#### Problems and tasks
1. Write out the part of the sink blog comments that opens with the words containing "It's Official - these" and closes with "a multi-purpose unit.".
2. Using the sink blog comments, say yes or no to each statement and quote the words that decide it: (a) One comment says the troll scrubbing sink became required by law in the 1960s. (b) One comment says a half sink uses twice as much water. (c) One comment says the sink's second design point is unique to Norway and Sweden.

#### Given text
* * *

Darn! I was going to say it was a Norwegian version of the Bidet! Apparently thats what it is though! Hmm.. Let's go with a Baby bath! Ok, that was lame. Oh well, I am done! Still love your blog though!

rob said...

I think Norwegians are so fond of the fjords that they've sought to simulate the cascade effect within their own homes. Between that and the sleek pine furniture, we feel quite close to nature, thank you very much.
- An Ostby, displaced in the US...

Holbeck Row said...

obviously, it's a water saving device,
half a sink = half the amount of water used.

John and Stephanie's blog said...

It's for when the water freezes in the sink, and have no hot water, so you just slide the chunk of ice out of it and grate it and pour strawberry syrup on it and enjoy a nice summer treat.

Or when cousin Bjorg comes home after hours of skiing and his hair is all frozen.

Sharah said...

Ice skating is big in Norway. Some people like to practice in their own homes. These kitchens also have special floor-freezing functions so once you have flooded the room using the specially designed sink you just press the instant freeze button and ta-DAH! Your very own ice skating rink. Genius.

Glory von Hathor said...

Norway has some problems as you know. Some of these they are willing to talk about (such as the difficulty getting good whale meat), but others have to be kept secret in order not to destroy the tourist trade and not to traumatise children.

Now, I'm not here to judge other people's cultural practices, but there is a serious problem with those trolls causing mayhem, and the population has to be managed somehow.

You know those trolls - you may have seen the little wooden carved trolls that they sell to tourists. Well, they have real trolls in Norway.

Well, when a troll comes to your kitchen to steal food, the best thing to do is to grab him by the hair, and get him into the sink. Then you must get out your scrubbing brush and scrub him and scrub him until he is gone and only a small pebble is left.

It can be a dangerous business restraining a troll - he will do his best to ruin your nice bundar by getting his dirty handprints on you.

The easy access troll scrubbing sink became mandatory by law in the 1960s, but was phased out in the 80s as the tourists asked too many awkward questions.

Stuart said...

It's Official - these are bidets. Even if that was never the intended purpose, it is now.

Sara, you need to call Nørway and inform them of this fact. It's your duty as an American™. Godspeed.

Dessie said...

In traditional European style, it's actually a multi-purpose unit.

The main purpose is of course for washing babies. For centuries now Europeans have shunned traditional bathing for babies, opting instead to wash baby in the sink - the lack of water presents less risk of drowning. However, what if you need to go to the door and accept a delivery from Ikea? That's where this sink comes into its own - baby couldn't possibly manage to get into trouble as there's not enough water, and in fact baby has an exit (you cannot see the optional slide attachment as it will be kept in a cupboard).

The second design point is unique to Norway and Finland, where the fjords are numerous: the sink acts as a first line of defense were the fjord to overflow and invade the house. By lowering the profile of the sink the extra fjord-water will flow into the cavity before hitting the work surface and damaging electrical items. You will notice that no Norweigan hose has plug sockets below the line of the kitchen counter, anywhere in the house.

Jill Elizabeth said...

* * *

#### Entries supplied
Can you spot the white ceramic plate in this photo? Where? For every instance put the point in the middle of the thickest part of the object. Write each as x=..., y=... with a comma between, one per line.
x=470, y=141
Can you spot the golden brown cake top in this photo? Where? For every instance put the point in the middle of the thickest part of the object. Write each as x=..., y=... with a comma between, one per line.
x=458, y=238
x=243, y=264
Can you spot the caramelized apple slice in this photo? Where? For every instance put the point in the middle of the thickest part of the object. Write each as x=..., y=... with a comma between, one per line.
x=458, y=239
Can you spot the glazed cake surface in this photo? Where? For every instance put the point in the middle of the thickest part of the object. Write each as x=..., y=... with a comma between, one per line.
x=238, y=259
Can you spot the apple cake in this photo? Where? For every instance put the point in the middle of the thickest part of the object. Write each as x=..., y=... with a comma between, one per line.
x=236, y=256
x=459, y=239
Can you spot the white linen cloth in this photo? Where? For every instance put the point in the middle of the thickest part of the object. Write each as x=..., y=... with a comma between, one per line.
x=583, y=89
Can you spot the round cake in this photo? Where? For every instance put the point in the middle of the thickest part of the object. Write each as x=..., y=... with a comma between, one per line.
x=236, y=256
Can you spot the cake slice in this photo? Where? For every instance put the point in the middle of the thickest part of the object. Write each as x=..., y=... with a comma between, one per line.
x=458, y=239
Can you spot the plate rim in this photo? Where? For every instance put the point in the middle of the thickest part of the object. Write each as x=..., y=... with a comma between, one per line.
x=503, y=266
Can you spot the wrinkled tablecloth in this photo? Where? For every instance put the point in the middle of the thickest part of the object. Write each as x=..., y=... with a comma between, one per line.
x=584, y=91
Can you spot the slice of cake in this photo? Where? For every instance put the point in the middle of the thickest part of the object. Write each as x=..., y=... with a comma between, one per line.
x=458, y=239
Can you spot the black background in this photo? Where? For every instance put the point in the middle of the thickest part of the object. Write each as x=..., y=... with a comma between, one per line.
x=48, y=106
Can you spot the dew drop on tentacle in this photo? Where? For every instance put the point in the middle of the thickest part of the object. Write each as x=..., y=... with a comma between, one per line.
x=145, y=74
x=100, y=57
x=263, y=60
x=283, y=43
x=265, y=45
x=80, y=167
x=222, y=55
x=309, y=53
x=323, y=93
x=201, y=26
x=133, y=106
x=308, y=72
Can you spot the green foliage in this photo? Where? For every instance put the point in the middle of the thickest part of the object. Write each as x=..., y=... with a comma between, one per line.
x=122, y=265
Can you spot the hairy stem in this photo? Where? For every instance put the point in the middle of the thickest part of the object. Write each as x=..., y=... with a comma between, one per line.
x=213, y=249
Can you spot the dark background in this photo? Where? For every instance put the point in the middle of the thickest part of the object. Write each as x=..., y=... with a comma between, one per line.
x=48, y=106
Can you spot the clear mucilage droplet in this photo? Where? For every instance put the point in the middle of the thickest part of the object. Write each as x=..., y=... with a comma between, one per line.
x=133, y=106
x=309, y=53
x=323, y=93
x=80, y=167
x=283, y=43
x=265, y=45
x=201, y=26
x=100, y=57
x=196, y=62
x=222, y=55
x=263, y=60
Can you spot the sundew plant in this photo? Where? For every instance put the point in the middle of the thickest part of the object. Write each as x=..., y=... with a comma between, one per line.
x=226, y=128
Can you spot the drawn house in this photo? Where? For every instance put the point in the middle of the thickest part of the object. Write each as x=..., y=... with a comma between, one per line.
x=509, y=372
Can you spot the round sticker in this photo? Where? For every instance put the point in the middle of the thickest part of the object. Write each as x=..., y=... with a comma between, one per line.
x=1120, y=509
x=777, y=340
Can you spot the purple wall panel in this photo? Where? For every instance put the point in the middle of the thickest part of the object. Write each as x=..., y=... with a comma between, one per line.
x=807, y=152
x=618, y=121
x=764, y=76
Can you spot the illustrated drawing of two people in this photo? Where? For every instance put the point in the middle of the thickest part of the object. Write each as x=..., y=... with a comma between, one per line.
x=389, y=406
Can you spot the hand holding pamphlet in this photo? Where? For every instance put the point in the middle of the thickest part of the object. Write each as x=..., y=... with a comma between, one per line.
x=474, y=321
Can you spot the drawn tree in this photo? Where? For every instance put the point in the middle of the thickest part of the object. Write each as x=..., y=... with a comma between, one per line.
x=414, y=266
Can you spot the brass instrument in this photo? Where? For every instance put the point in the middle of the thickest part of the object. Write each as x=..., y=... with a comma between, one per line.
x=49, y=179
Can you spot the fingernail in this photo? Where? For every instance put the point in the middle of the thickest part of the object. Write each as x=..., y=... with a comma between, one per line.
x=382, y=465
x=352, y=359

* * *

#### Outputs for the tasks
1.
It's Official - these are bidets. Even if that was never the intended purpose, it is now.

Sara, you need to call Nørway and inform them of this fact. It's your duty as an American™. Godspeed.

Dessie said...

In traditional European style, it's actually a multi-purpose unit.

2.
(a) Yes: "The easy access troll scrubbing sink became mandatory by law in the 1960s"
(b) No: "half a sink = half the amount of water used."
(c) No: "The second design point is unique to Norway and Finland"